── DATA RECORDS

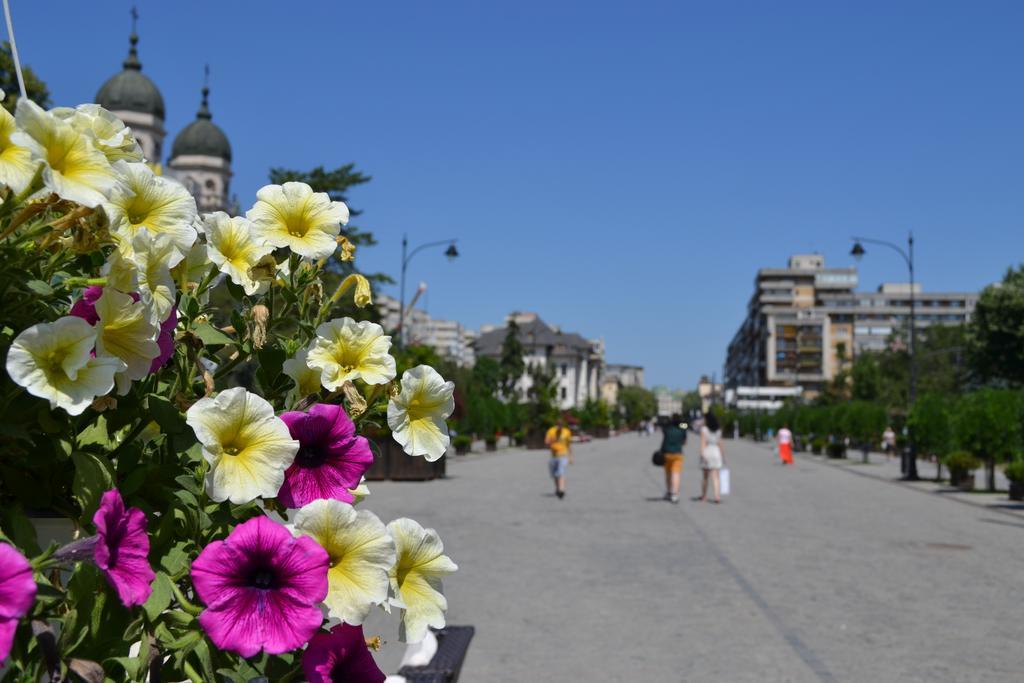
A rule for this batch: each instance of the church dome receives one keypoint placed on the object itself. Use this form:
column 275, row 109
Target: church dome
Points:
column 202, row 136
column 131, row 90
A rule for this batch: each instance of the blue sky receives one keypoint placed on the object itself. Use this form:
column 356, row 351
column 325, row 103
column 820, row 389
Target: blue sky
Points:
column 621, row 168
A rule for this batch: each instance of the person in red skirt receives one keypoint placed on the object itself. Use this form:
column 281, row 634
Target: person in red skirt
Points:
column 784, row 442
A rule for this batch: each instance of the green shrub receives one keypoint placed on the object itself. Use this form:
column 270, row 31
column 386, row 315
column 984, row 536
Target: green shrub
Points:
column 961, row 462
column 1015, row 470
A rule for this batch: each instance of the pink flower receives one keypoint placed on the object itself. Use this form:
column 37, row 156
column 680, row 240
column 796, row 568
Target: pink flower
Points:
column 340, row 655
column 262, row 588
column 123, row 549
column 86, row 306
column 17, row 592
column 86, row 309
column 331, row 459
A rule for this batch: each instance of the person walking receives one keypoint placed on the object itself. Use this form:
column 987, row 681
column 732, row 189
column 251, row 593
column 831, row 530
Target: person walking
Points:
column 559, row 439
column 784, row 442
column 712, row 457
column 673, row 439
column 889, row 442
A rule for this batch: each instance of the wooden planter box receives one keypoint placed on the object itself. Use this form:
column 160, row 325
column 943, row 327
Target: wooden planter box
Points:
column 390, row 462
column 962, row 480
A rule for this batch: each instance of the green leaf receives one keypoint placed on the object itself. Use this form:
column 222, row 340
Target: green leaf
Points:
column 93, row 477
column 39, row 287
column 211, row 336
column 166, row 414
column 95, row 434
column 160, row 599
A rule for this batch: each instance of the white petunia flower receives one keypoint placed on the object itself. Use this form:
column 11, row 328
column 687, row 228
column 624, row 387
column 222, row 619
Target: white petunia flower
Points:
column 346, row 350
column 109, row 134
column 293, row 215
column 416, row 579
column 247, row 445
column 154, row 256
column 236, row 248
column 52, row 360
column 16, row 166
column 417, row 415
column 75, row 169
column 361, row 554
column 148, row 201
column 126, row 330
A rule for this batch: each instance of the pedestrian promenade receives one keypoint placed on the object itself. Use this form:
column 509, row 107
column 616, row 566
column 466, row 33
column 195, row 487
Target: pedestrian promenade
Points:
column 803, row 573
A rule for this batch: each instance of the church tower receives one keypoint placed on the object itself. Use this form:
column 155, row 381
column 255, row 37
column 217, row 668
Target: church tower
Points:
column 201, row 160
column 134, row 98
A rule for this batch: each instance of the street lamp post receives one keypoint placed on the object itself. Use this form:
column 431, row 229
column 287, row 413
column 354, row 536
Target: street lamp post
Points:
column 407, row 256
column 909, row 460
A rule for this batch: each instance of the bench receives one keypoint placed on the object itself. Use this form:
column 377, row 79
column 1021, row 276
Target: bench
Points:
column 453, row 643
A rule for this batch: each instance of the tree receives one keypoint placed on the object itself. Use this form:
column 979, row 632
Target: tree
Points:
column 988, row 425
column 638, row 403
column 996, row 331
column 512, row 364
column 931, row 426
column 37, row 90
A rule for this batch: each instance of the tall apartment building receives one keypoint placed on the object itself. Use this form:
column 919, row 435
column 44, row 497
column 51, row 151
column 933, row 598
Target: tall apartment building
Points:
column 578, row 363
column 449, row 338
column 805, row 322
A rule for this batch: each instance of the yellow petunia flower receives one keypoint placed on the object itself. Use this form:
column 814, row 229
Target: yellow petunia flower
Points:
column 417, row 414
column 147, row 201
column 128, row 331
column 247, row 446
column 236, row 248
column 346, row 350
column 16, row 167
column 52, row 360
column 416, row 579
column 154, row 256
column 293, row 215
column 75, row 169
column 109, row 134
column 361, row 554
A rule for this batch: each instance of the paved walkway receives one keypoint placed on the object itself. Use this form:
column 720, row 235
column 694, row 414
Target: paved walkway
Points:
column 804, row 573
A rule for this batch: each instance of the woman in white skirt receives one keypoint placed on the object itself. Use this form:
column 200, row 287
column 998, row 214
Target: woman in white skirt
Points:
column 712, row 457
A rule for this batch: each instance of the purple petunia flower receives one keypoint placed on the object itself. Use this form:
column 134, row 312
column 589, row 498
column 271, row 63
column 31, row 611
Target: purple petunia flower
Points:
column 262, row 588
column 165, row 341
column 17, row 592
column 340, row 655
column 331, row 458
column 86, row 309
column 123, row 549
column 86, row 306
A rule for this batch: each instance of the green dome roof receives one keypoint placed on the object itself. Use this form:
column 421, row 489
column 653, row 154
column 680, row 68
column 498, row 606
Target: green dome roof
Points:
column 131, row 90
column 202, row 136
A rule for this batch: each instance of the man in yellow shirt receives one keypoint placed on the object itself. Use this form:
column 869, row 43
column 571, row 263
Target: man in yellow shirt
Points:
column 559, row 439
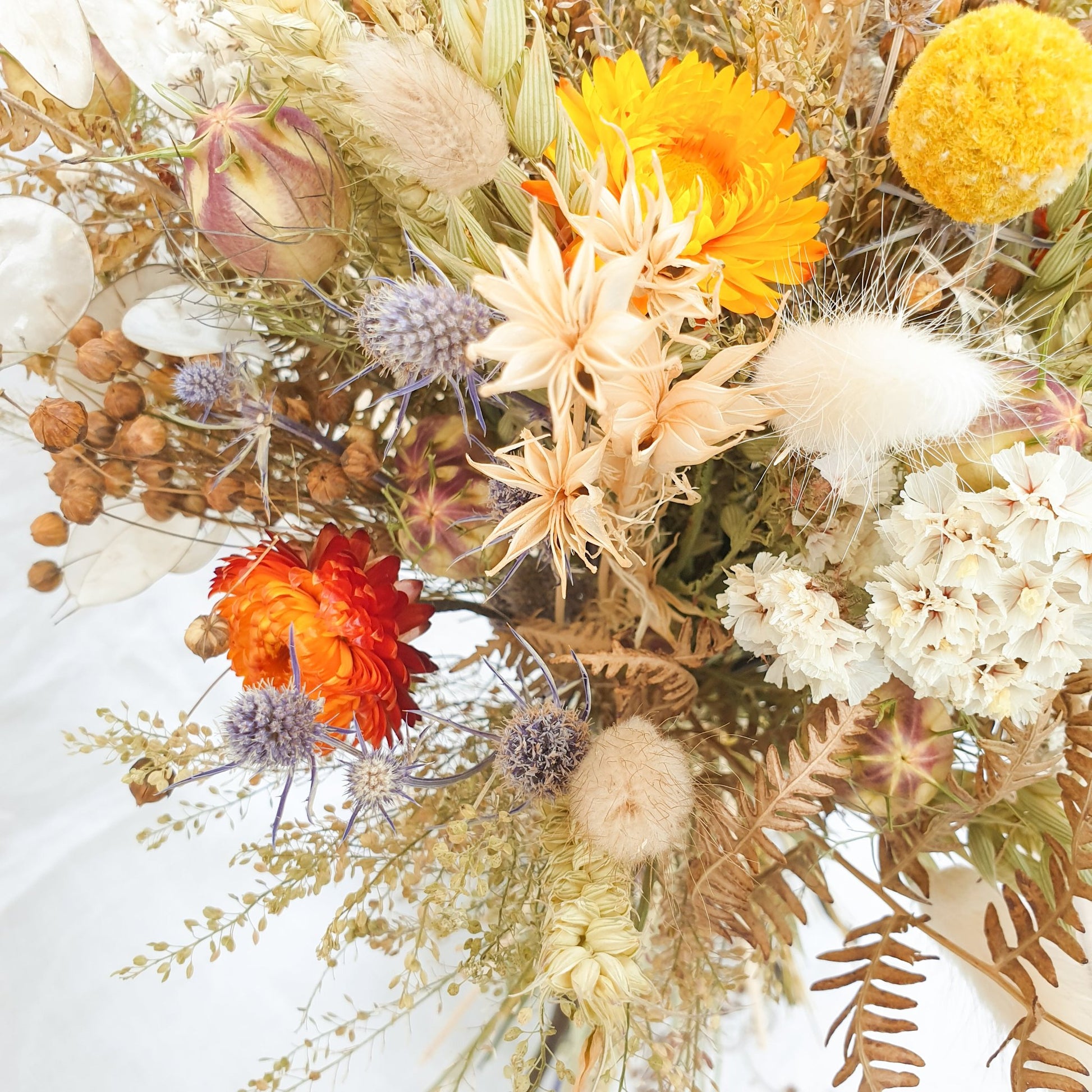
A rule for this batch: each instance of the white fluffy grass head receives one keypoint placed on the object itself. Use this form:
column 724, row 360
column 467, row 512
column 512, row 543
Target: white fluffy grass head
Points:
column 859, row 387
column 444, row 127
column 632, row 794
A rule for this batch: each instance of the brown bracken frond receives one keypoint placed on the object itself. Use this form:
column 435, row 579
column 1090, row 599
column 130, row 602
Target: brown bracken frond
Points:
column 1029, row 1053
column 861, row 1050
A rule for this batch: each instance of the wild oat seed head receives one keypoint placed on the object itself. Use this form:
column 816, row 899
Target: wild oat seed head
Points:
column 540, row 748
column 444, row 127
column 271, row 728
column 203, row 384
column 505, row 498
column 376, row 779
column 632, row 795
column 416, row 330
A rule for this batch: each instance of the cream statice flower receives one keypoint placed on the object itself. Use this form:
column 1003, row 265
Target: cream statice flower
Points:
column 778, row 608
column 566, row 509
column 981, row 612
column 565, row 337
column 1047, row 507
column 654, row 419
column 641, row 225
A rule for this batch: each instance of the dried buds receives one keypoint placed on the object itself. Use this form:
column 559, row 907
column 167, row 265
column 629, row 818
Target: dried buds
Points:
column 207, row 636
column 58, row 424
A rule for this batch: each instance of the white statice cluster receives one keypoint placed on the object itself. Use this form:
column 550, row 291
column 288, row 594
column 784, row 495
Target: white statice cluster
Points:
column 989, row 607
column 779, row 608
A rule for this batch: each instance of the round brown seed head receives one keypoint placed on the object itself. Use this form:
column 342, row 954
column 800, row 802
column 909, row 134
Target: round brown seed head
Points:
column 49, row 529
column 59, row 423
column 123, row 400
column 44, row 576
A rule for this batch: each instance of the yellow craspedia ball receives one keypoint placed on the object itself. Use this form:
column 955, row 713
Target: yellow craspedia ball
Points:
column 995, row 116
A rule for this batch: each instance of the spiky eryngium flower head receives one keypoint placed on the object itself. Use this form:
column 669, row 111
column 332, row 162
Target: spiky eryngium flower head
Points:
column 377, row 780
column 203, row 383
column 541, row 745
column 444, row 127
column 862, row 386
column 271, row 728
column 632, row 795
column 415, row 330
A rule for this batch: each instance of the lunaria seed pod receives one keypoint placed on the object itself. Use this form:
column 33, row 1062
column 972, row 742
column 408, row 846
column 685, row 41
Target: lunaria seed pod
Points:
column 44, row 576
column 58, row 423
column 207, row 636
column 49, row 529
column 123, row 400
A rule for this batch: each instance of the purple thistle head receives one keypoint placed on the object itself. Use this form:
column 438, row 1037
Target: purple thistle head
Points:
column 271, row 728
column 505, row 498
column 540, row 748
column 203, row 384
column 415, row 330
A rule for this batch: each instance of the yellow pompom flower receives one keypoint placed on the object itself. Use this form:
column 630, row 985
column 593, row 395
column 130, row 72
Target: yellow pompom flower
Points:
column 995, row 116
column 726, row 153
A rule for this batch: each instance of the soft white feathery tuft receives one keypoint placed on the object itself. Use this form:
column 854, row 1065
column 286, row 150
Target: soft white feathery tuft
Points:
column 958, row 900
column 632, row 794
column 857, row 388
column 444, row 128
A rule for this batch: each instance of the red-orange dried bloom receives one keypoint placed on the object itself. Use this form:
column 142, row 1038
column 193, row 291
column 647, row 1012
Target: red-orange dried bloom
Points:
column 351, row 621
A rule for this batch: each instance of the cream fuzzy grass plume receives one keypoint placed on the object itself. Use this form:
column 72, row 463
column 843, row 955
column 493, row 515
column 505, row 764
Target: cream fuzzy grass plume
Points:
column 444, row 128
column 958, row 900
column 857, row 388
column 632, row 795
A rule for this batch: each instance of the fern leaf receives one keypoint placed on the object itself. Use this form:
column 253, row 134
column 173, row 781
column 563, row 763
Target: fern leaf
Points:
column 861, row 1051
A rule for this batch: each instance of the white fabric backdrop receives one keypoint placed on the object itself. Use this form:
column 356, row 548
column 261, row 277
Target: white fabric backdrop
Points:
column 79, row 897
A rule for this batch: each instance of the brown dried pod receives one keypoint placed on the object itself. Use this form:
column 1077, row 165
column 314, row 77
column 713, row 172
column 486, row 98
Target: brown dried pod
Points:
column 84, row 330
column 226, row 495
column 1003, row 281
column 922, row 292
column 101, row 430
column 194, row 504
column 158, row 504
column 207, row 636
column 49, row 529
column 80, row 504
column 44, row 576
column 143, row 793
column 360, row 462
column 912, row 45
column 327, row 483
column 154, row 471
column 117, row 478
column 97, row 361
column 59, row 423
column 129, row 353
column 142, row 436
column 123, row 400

────

WHAT IS REQUIRED:
Pull out all lines from the entries above in which the word "cluster" appears.

TASK RESPONSE:
A rule for this batch: each instance of the white statice cluster receives one keypoint placed on the object itself. Use this form:
Target: white statice cluster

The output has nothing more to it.